== WHAT THE TASK REQUIRES ==
Your task is to repeat exactly the lines below between the line holding "Target: dark necktie" and the line holding "Tag every instance of the black microphone", inclusive, and only those.

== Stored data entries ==
◆ ◆ ◆ ◆ ◆ ◆ ◆

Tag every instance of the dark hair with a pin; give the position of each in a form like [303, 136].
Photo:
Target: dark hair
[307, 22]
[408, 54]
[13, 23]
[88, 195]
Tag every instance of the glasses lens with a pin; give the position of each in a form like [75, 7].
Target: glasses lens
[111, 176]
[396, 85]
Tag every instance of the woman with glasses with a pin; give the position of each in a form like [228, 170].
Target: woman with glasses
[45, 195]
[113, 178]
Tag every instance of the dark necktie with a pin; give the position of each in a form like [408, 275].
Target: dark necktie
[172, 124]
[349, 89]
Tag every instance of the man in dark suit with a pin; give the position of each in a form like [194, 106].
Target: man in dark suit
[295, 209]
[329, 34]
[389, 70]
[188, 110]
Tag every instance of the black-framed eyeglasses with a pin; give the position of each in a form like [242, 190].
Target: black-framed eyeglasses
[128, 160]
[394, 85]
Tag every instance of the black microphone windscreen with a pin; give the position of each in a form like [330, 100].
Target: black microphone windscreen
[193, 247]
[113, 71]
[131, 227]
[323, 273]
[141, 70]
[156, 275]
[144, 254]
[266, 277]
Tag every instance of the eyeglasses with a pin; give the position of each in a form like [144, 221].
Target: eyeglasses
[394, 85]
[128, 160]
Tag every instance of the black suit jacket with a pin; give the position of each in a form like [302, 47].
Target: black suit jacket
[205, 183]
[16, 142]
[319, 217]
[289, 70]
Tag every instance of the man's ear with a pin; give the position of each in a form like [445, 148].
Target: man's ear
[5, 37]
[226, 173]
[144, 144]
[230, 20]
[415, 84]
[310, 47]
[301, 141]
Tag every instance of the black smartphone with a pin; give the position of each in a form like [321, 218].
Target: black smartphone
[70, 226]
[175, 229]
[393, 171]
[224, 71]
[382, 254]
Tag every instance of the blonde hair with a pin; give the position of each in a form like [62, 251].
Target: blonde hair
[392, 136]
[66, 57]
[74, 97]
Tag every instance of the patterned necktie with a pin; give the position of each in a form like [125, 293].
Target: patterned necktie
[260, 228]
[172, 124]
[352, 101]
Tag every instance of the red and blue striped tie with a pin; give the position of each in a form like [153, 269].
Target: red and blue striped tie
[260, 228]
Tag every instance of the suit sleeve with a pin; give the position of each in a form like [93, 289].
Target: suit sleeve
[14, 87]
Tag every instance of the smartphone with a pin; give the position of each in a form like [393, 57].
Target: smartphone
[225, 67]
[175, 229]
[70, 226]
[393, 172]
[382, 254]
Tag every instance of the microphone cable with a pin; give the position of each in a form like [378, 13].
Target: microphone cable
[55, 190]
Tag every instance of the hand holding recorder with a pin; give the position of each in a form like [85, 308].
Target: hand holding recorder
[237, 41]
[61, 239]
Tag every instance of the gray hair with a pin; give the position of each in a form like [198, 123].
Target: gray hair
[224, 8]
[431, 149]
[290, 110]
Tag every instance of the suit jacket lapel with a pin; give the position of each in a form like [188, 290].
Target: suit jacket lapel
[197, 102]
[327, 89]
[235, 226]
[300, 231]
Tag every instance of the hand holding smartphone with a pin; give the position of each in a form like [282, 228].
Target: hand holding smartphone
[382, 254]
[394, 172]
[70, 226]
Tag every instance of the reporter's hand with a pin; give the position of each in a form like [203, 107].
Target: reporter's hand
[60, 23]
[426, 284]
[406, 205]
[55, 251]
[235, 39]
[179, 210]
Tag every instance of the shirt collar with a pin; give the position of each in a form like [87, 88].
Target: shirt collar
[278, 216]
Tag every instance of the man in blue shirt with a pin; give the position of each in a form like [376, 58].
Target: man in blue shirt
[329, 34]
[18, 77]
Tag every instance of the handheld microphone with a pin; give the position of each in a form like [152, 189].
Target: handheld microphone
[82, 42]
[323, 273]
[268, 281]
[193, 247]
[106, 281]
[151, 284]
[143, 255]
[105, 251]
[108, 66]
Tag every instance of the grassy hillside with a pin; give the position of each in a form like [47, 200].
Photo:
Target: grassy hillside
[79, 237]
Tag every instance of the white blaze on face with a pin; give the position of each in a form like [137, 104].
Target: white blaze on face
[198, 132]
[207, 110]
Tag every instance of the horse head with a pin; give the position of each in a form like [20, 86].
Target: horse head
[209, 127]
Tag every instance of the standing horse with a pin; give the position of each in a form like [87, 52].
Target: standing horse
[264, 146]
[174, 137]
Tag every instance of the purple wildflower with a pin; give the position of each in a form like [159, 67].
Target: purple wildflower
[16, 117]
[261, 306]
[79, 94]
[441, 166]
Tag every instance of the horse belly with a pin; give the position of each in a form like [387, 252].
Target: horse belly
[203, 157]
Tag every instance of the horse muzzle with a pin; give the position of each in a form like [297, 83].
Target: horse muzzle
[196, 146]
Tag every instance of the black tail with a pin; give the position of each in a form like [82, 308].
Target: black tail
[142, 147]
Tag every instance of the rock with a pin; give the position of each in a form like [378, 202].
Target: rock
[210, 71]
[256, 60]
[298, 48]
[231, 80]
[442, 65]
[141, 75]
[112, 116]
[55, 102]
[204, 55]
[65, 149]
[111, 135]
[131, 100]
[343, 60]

◆ ◆ ◆ ◆ ◆ ◆ ◆

== YOUR SOLUTION ==
Target: dark necktie
[172, 124]
[349, 89]
Tag every instance of the man in dark suit with a pin; give the position of each in a form like [194, 106].
Target: man in dark suit
[295, 209]
[329, 34]
[389, 70]
[188, 110]
Tag every instance of the black-framed eyeglasses with a pin; give the position of each in a form like [242, 190].
Target: black-framed eyeglasses
[128, 160]
[394, 85]
Tag every instance of the black microphone windscreen with a pin; give the position of each in a form like [330, 100].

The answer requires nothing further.